PAGE EXTRACT:
....

What TMC is proposing, then, is not simply a mining project—it is a precedent. A test case for a future where international common heritage is parceled off to the highest bidder, under cover of legal exception and economic urgency. And once this is done, once the abyssal plains are torn open and the world’s last untouched ecosystems are compromised, it cannot be undone. No amount of reclamation or remediation can restore the microbial networks, the carbon sinks, the benthic worlds we have yet to understand.
Let Us Name What Cannot Be Undone.
1. The Originary Sin of Absolute Power
The dropping of the atomic bombs on Hiroshima and Nagasaki was not merely a military decision—it marked the dawn of a new era of totalized, asymmetrical violence. It affirmed the United States not only as the dominant force in World War II, overshadowing the decisive role of the Soviet Union, but also positioned it as the unilateral arbiter of peace, shaping postwar negotiations with Japan. More than victory, it asserted a terrifying claim to ultimate power: the role of a sovereign capable of annihilation.n.
2. Sanctions as the Architecture of Empire
The use of sanctions as an extension of U.S. hegemony reveals the structural violence embedded in financial systems. Sanctions imposed unilaterally—without the mandate of international law—have strangled entire populations (Iraq, Iran, Venezuela, Cuba, Syria), serving as tools of collective punishment rather than diplomacy. This power has historically flowed through the unipolar dominance of the U.S. dollar and SWIFT system—now contested but not yet displaced.
3. Support for Genocide, Occupation, and Apartheid
The unquestioning support for the Israeli state’s military occupation and genocidal campaign against the Palestinian people exposes the absolute moral collapse of a nation-state that claims to be a defender of human rights. The complicity is bipartisan, financial, and military, rendering meaningless any invocation of international law from U.S. mouths.
4. The Machinery of Destabilization: Coups, Regime Change, and Psychological Operations
So many… including Iran in 1953, Chile in 1973, Libya in 2013, Ukraine in 2014 to ongoing hybrid wars in Africa, Asia, and Latin America, the United States—often through the intersection of the CIA, Department of Defense, private military contractors, and “democracy promotion” NGOs—has repeatedly overthrown, undermined, and economically sabotaged sovereign governments. This remains not an exception but the operating logic of Pax Americana.
5. Corporate Malfeasance and Legislative Capture
The U.S. Congress has become a theater of influence peddling, beholden not to the public but to corporate lobbyists, military-industrial actors, and financial elites. Between the China Lobby, AIPAC, the Londongrad or, Citizen’s United, Legislation is no longer a deliberative act for the common good, but a monetized process for privatization, deregulation, and deepening inequality.
6. Abandonment of Treaties and International Agreements
From the Kyoto Protocol to the Iran Nuclear Deal, from arms control agreements to climate commitments, the United States has repeatedly walked away or as in the case of the Minsk Agreements influenced foreign governments to walkaway from agreements when it no longer suits its strategic interests. This lack of treaty fidelity erodes trust in international law and institutions, leaving behind a wake of broken promises.

....

[Data drawn from a collection]
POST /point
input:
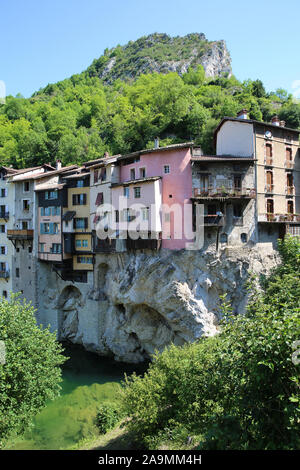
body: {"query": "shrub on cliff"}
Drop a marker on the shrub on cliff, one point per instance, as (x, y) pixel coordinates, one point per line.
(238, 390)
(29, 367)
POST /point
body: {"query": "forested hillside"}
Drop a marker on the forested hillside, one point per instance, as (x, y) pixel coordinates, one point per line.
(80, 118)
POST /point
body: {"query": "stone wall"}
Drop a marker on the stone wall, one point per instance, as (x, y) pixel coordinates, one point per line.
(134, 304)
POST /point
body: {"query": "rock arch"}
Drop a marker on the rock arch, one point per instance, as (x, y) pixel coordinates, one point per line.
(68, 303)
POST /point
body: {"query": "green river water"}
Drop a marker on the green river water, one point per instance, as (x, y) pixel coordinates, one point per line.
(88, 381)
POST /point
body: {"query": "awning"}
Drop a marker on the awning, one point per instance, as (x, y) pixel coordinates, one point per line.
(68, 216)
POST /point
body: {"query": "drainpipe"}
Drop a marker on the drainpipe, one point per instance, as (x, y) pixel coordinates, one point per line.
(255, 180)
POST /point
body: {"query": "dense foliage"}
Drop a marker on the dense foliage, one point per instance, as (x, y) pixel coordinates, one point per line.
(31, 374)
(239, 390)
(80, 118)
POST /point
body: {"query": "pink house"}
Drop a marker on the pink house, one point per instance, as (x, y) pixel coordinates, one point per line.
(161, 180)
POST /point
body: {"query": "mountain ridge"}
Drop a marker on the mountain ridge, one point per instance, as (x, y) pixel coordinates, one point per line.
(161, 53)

....

CHALLENGES:
1. In the essay on U.S. power above, through what has the power of sanctions historically flowed?
2. Please carry on the essay on U.S. power from its last sentence.

RESULTS IN ORDER:
1. Through the unipolar dominance of the U.S. dollar and the SWIFT system.

2.
7. Debt as War by Other Means
The $36 trillion U.S. national debt, compounded by stimulus for military expansion, post-2008 bailouts for financial institutions, and spiraling interest payments, does not simply reflect economic mismanagement—it is the ledger of empire. The U.S. continues to leverage its military and financial dominance to extract and borrow with impunity, even as it imposes austerity and debt discipline on others through the IMF and World Bank.
8. Obstruction of Global Multipolarity
The disruption, containment, and obstruction of BRICS+, the Belt and Road Initiative, and alternative financial institutions represent the desperate clinging of a declining hegemon to its singularity. The U.S. strategy is not to “build back a better” world, but to prevent another world from being built.
These are not merely policies. They are conditions.
And they cannot be undone without moral, political, and structural transformation.
What Is Just Governance?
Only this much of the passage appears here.